** Opening Supplied data block **

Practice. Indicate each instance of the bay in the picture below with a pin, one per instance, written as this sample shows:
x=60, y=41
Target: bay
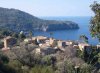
x=83, y=23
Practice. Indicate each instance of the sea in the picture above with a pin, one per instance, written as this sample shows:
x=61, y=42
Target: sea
x=83, y=22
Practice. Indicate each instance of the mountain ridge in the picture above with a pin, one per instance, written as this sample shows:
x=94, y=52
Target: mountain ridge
x=18, y=20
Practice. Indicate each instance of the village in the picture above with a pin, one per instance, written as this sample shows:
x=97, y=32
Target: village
x=45, y=45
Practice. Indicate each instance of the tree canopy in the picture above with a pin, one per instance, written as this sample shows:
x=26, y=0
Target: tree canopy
x=95, y=21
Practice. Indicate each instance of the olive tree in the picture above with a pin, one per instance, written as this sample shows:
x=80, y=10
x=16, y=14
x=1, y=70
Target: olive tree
x=95, y=21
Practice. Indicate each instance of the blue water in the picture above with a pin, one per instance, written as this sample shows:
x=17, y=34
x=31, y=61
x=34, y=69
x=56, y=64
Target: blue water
x=83, y=23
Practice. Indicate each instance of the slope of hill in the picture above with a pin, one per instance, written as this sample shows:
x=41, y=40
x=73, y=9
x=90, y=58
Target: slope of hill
x=17, y=20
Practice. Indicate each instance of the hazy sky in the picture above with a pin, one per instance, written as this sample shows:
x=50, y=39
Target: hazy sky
x=51, y=7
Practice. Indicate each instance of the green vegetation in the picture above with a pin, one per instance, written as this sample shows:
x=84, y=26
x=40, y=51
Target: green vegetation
x=95, y=21
x=23, y=59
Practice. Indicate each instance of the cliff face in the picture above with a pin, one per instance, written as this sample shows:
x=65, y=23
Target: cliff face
x=17, y=20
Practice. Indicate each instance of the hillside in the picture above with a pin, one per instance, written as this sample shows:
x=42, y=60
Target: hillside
x=17, y=20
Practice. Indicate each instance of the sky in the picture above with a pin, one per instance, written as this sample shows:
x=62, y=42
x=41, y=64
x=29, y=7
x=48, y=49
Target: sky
x=51, y=7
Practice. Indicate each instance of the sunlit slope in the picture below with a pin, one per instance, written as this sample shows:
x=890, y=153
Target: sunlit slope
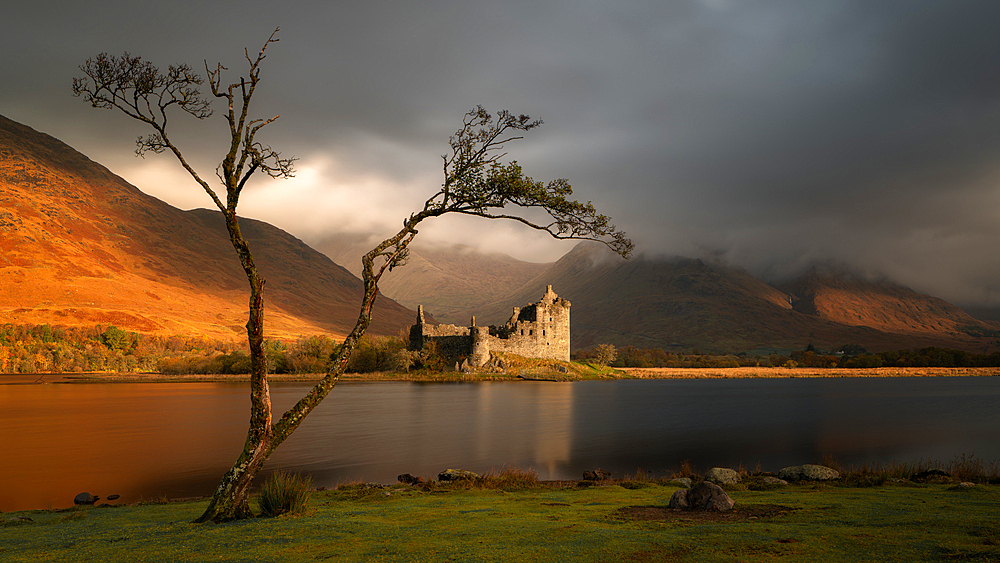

** Closing Supplied data block **

> _Goal of the exercise_
Please reproduce the records above exactly, omitting every picture.

> _Response box_
Practice. Indicate each instance of the bay in the picture below with a pin, one per instance, written as this sample shows:
x=60, y=41
Target: bay
x=83, y=23
Practice. Indicate each instance of the sea in the picture above with a pin, one per instance, written as this sample shows:
x=61, y=42
Target: sea
x=83, y=22
Practice. Indicate each instance of the mountain ridge in the picture above with a pin, one per instance, written as this sample shows:
x=94, y=52
Target: mountain ridge
x=18, y=20
Practice. Indicate each instance of the village in the picture above with a pin, one per instance, written as this sample shows:
x=97, y=32
Target: village
x=45, y=45
Practice. Indicate each instance of the tree canopy in the picture above with a pin, one per instance, written as this sample shows:
x=26, y=0
Target: tree canopy
x=95, y=21
Practice. Indicate each instance of the olive tree in the picture above with a pin, one per instance, written as this sample shows:
x=80, y=10
x=16, y=14
x=1, y=70
Target: olive tree
x=95, y=21
Practice. Indicate each instance of the blue water in the picture above with a pin, one per instance, written as this sample shows:
x=17, y=34
x=31, y=61
x=34, y=69
x=56, y=64
Target: blue water
x=83, y=23
Practice. Indicate each instance of the slope of hill in the picture above with a pin, one per instance, written as this sample shows:
x=41, y=40
x=73, y=9
x=90, y=58
Target: slope of hill
x=17, y=20
Practice. Indicate each instance of the hazy sky in the picture above with a pin, one per instance, written as this sample shows:
x=50, y=39
Target: hazy sky
x=51, y=7
Practice. Indicate each instance of the green vegetation in the picture above with a pin, one per instance, written as this sample shows:
x=84, y=26
x=40, y=51
Target: green vegetation
x=95, y=21
x=23, y=59
Practice. Indicate each instance of the cliff face in the picture above with a pin, one per instance, written as this sample shows:
x=65, y=23
Target: cliff face
x=17, y=20
Practice. Indicate each instance of the hillside in the picture above with a pin, one per instance, written as this sample shows:
x=42, y=60
Target: hillside
x=17, y=20
Practice. Indicate each instance of the sky in the picture above with a pin, one per instance, written as this sample shows:
x=62, y=42
x=41, y=64
x=29, y=7
x=48, y=49
Target: sky
x=51, y=7
Practice. Indicate each instance of the sunlit slope in the picture below with a pin, one per instance, written as this sample shows:
x=890, y=153
Target: sunlit slope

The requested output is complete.